* **課題のねらい**
次のミステリ小説の書評のうち、「学園をテーマにした殺人事件が今回の舞台である。」を含む語句で始まり「描写良し、幻想性良し、叙述性よし、何より世界観が最高。」で終わる部分を、「インパクト」を「印象」に改めて書き直しなさい。

学園をテーマにした殺人事件が今回の舞台である。

しかし
そうしかし、肝心のトリックやストーリーがあまり記憶に残っていない。読み返してみれば「あぁ、こんなことあったな」と思い返すことができるものの、やっぱりインパクトが薄い傾向がある。辛うじて叙述ものであったきがする、程度である。

新シリーズの一発目と言う事もあり、期待していた分、インパクトに欠けるという意味でこんなもんでどうでしょう。


No.25 8点 霧越邸殺人事件
綾辻行人
(2009/12/08 00:03登録)
これぞ綾辻!
と言わんばかりに綾辻ワールドが盛りだくさんな作品。
描写良し、幻想性良し、叙述性よし、何より世界観が最高。

雪山の山荘で仲間が一人、また一人殺されていく、という手あかのついたストーリですが、そこには微塵の古臭さはありません。

確かに一回読むだけでは、そのごてごてしい装飾が眼についてその真価が分からないかもしれません。
でも二度、二度読んでみてください。

その装飾の奥には噛みしめれば噛みしめるほど沸いてくる、ミステリの味わいがあります。

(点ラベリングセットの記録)

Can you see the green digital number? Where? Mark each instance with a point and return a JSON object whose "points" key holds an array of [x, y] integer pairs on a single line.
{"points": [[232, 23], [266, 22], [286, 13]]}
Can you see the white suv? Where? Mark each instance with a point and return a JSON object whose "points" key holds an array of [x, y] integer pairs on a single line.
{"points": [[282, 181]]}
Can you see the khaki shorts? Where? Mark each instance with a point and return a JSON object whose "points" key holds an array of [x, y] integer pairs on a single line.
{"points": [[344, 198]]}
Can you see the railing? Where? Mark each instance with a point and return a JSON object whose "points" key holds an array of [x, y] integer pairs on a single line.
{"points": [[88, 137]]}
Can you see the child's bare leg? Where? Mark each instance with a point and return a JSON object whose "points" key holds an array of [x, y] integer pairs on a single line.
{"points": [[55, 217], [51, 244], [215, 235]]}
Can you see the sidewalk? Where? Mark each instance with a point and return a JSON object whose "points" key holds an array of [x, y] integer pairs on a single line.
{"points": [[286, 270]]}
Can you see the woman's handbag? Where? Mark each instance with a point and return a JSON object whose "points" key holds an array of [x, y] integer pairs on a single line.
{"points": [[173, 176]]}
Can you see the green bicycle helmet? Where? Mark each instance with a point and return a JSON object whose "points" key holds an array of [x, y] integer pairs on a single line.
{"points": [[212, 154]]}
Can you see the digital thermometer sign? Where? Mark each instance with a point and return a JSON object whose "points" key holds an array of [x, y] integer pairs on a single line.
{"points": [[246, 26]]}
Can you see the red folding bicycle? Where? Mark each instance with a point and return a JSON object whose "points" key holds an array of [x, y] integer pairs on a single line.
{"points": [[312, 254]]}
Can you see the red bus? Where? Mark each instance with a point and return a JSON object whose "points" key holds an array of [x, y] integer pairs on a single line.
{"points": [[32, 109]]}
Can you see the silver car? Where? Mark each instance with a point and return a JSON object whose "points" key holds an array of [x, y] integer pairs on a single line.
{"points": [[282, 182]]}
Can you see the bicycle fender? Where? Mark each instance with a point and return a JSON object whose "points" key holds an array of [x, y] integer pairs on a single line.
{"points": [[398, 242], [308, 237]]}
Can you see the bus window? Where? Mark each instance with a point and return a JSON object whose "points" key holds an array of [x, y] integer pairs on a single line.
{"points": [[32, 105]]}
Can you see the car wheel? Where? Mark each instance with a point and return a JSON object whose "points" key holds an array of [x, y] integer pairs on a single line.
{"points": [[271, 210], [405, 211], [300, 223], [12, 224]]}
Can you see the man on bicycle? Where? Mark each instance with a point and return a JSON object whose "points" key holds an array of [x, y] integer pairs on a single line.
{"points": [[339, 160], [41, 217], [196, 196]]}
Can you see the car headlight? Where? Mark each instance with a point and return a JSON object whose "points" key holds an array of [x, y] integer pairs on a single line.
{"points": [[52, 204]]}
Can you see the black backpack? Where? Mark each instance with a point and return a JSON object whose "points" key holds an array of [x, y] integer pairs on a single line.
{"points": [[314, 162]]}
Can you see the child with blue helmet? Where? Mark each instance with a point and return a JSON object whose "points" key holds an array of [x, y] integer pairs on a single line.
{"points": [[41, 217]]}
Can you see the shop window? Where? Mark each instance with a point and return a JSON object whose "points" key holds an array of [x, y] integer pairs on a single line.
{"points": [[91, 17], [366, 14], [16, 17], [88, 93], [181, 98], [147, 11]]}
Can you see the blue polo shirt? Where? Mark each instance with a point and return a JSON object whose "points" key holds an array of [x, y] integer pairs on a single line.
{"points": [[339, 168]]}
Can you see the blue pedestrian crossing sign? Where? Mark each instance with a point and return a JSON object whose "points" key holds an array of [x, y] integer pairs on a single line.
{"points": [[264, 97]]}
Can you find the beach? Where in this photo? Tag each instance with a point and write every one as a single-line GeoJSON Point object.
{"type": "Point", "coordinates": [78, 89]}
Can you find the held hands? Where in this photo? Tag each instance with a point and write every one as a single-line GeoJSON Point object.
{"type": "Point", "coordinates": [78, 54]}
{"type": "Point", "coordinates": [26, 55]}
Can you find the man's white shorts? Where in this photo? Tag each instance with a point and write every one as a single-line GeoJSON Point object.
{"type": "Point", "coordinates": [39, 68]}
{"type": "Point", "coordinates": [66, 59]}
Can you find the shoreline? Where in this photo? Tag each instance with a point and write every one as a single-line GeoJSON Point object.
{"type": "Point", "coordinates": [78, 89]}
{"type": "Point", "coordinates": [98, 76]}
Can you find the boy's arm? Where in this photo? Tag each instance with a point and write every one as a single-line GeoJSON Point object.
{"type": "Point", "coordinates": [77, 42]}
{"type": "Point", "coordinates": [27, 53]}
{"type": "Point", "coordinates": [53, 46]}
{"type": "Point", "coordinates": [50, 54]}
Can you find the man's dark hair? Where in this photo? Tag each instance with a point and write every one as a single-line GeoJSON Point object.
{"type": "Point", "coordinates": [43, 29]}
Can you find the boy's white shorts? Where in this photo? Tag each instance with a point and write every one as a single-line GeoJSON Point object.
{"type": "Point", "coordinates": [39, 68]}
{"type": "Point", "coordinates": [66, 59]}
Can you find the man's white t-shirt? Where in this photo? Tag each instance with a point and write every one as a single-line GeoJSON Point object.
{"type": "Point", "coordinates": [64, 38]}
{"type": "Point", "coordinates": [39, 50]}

* **解答例**
学園をテーマにした殺人事件が今回の舞台である。

しかし
そうしかし、肝心のトリックやストーリーがあまり記憶に残っていない。読み返してみれば「あぁ、こんなことあったな」と思い返すことができるものの、やっぱり印象が薄い傾向がある。辛うじて叙述ものであったきがする、程度である。

新シリーズの一発目と言う事もあり、期待していた分、印象に欠けるという意味でこんなもんでどうでしょう。


No.25 8点 霧越邸殺人事件
綾辻行人
(2009/12/08 00:03登録)
これぞ綾辻!
と言わんばかりに綾辻ワールドが盛りだくさんな作品。
描写良し、幻想性良し、叙述性よし、何より世界観が最高。